Location identification items

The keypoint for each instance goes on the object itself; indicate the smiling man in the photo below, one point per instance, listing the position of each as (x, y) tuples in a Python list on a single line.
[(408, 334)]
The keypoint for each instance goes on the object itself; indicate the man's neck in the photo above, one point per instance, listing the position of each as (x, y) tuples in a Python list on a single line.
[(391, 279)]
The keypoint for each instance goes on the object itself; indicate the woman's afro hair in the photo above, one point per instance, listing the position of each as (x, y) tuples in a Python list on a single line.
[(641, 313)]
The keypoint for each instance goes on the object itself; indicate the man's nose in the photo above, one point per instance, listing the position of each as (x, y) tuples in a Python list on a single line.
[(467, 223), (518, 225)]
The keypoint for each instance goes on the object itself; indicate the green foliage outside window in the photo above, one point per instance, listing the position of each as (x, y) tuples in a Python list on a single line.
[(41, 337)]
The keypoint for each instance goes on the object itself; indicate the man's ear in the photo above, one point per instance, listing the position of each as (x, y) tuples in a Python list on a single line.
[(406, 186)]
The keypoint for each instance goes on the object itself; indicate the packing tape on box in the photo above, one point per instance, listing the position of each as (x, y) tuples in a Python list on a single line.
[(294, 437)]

Aim: Produce an exact copy of the lines from the one containing "the man's neck" through the last line, and of nothing else.

Solution for this exercise:
The keypoint for each instance goes on the object itself; indicate the man's neck in the photo above, one point per instance, listing the position of each as (x, y) tuples in a Python list on a single line.
[(391, 279)]
The keypoint for each instance goes on the object itself; indicate the woman's afro hair in the photo above, one point per instance, listing the position of each as (x, y) tuples in a Python list on a single line.
[(641, 313)]
The keypoint for each instance goes on the object itself; indicate the man's nose in the photo above, one point per instance, listing the position of each as (x, y) tuples in a Python list on a single line.
[(467, 223), (518, 225)]
The keypoint for each instance goes on the object itself; indicate the green foliage outside window in the photo above, one point per instance, listing the position of each as (x, y) tuples in a Python list on a single line.
[(41, 337)]
The keypoint for each instance goes on the object itself; indicate the man's ear in the photo above, one point per instance, listing the position of each as (x, y) tuples in a Python list on a single line.
[(406, 186)]
The keypoint for each instance goes on the object itself; indicate the packing tape on box in the photo above, one point per instance, listing the position of each as (x, y) tuples in a Python list on a single line.
[(294, 437)]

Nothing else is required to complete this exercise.